Post by DSInvestor »

I like your simple 3 fund portfolio. Wilshire 5000 is a Total US stock market index and would include large, mid and small cap stocks.
http://web.wilshire.com/Indexes/Broad/

Which international index funds are included in your plans? Some international index funds are developed markets and do not include emerging markets. Vanguard's Total International Stock Market fund (VGTSX) includes emerging markets and small cap. If your employer plan doesn't offer a broad international index fund, you may be able to get one in your Roth IRA.

Your asset allocation 60/40 where international is 20-30% of stocks is very close to Vanguard's Target Retirement 2020 or 2015 funds. If Vanguard Target Retirement funds are available in your 457 and IRA, that may be an even simpler way to get your AA. Target Retirement funds are a great choice for investors who invest only in tax advantaged accounts.

* **RECORDED INFORMATION**:
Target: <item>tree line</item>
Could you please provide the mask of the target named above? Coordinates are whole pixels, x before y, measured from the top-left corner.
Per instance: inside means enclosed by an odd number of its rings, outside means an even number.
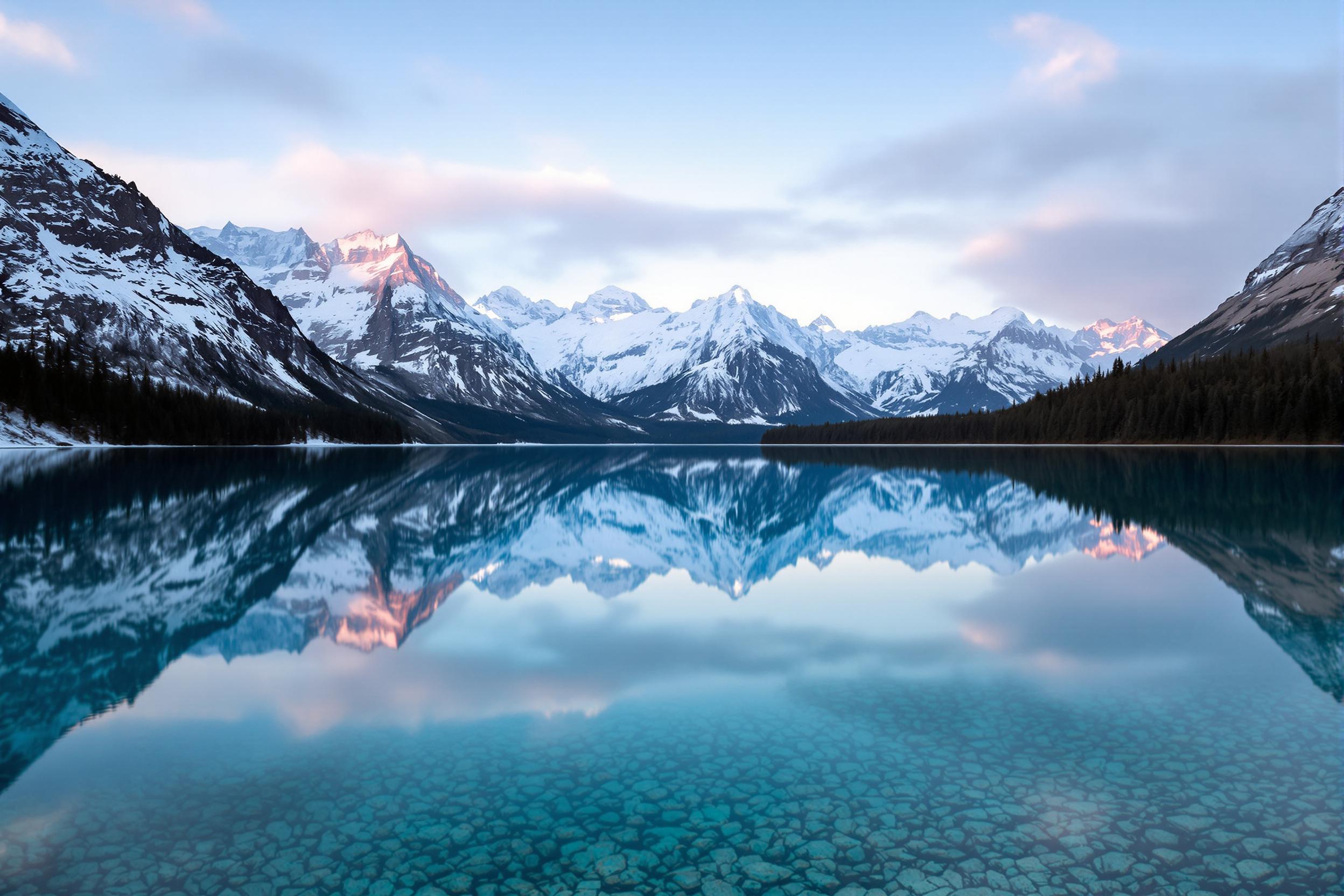
[[[1117,359],[997,411],[769,430],[765,443],[1344,442],[1344,339],[1184,361]]]
[[[401,423],[351,403],[300,402],[261,408],[216,392],[117,371],[69,341],[8,343],[0,348],[0,406],[24,422],[51,424],[75,438],[112,445],[290,445],[405,442]],[[0,407],[3,410],[3,407]]]

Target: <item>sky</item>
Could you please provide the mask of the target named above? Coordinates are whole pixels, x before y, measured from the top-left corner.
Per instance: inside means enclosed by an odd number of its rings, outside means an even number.
[[[1179,332],[1344,183],[1335,0],[0,0],[0,93],[183,227],[466,298]]]

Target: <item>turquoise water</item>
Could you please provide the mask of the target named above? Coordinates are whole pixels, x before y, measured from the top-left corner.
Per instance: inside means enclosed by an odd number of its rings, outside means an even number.
[[[0,455],[5,893],[1341,892],[1344,455]]]

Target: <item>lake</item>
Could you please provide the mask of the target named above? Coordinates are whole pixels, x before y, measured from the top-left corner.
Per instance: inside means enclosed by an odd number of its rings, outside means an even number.
[[[1344,453],[0,453],[5,893],[1340,892]]]

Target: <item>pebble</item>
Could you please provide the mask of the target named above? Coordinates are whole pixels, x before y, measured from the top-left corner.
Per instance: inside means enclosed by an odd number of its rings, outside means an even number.
[[[336,729],[109,779],[59,814],[4,794],[0,880],[7,896],[1320,896],[1344,865],[1337,713],[1216,682],[1059,700],[829,681]]]

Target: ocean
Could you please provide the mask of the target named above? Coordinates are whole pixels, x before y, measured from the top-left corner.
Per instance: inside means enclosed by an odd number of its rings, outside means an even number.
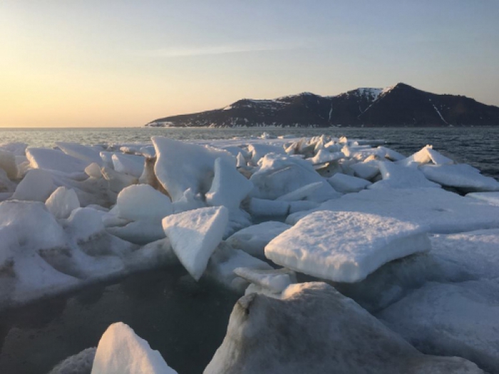
[[[499,128],[41,128],[0,129],[0,142],[24,142],[34,147],[53,147],[55,142],[82,144],[149,142],[150,137],[173,139],[230,139],[258,136],[263,132],[274,135],[327,135],[360,139],[384,139],[388,146],[409,155],[427,144],[438,152],[499,178]],[[242,141],[244,142],[244,141]]]
[[[71,128],[1,129],[0,142],[52,147],[148,142],[153,135],[180,140],[259,135],[384,139],[409,155],[427,144],[460,162],[499,178],[499,128]],[[242,140],[244,142],[244,140]],[[124,279],[0,313],[0,373],[47,373],[69,355],[96,346],[110,324],[123,321],[182,374],[201,373],[223,339],[239,296],[196,283],[181,267],[148,271]]]

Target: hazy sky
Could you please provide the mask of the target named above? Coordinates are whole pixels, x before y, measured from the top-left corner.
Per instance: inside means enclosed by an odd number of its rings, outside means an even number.
[[[498,0],[2,0],[0,127],[404,82],[499,105]]]

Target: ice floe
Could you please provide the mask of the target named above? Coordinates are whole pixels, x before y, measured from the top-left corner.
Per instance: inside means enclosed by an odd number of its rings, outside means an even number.
[[[352,212],[316,212],[265,246],[279,265],[319,278],[356,282],[384,264],[428,251],[428,227]]]

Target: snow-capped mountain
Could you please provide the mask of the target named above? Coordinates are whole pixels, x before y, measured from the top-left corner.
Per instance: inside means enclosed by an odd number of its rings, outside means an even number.
[[[499,108],[465,96],[437,95],[404,83],[335,96],[311,93],[242,99],[220,109],[158,118],[146,126],[330,127],[499,125]]]

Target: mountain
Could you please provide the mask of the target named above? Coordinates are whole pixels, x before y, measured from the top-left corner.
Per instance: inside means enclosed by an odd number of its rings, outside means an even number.
[[[158,118],[151,127],[429,127],[499,125],[499,108],[465,96],[437,95],[404,83],[336,96],[311,93],[242,99],[213,110]]]

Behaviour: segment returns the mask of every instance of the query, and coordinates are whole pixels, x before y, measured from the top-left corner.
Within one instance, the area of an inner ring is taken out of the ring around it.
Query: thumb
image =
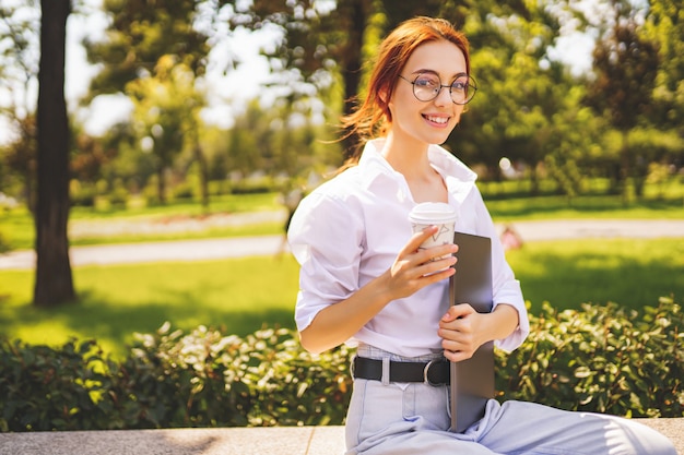
[[[449,307],[449,310],[441,316],[444,322],[451,322],[459,318],[463,318],[473,312],[472,307],[469,303],[459,303]]]

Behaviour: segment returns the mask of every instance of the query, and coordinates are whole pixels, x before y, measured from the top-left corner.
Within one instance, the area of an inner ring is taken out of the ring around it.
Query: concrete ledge
[[[684,418],[639,419],[684,455]],[[0,455],[342,455],[343,427],[0,433]]]

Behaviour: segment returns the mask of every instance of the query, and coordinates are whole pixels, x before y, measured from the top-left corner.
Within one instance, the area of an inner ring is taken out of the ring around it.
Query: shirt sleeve
[[[297,207],[287,239],[300,265],[295,322],[302,332],[319,311],[358,289],[363,219],[349,203],[314,192]]]
[[[512,306],[518,311],[518,327],[508,337],[495,342],[495,345],[506,351],[512,351],[524,342],[530,333],[530,322],[528,319],[528,311],[522,298],[522,290],[520,288],[520,282],[516,279],[516,276],[506,261],[506,254],[504,247],[498,238],[496,227],[492,220],[492,216],[487,211],[482,195],[475,190],[476,197],[479,199],[476,207],[476,229],[481,236],[487,236],[492,239],[492,286],[494,306],[507,303]]]

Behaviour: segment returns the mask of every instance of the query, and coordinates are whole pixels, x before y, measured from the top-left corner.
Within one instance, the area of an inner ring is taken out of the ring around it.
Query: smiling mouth
[[[447,124],[449,122],[449,117],[435,117],[435,116],[424,115],[423,118],[427,121],[431,121],[433,123],[438,123],[438,124]]]

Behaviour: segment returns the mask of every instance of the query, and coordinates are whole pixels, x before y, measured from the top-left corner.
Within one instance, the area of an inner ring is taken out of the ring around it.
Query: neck
[[[427,159],[427,148],[426,143],[400,139],[390,132],[382,148],[382,156],[406,179],[426,178],[434,172]]]

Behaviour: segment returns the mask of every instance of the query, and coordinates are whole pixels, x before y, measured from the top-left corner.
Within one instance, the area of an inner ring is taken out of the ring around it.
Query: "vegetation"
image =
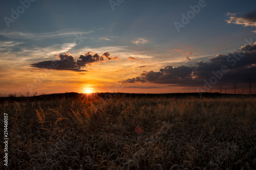
[[[255,98],[109,98],[1,102],[8,168],[256,169]]]

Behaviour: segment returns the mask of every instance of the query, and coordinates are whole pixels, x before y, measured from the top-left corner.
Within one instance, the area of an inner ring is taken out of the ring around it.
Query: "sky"
[[[248,94],[256,81],[255,1],[0,5],[2,95]]]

* **THE TASK**: According to the forum post on index fund portfolios, which Vanguard fund includes both emerging markets and small cap stocks?

* **WRITTEN ANSWER**: Vanguard's Total International Stock Market fund (VGTSX).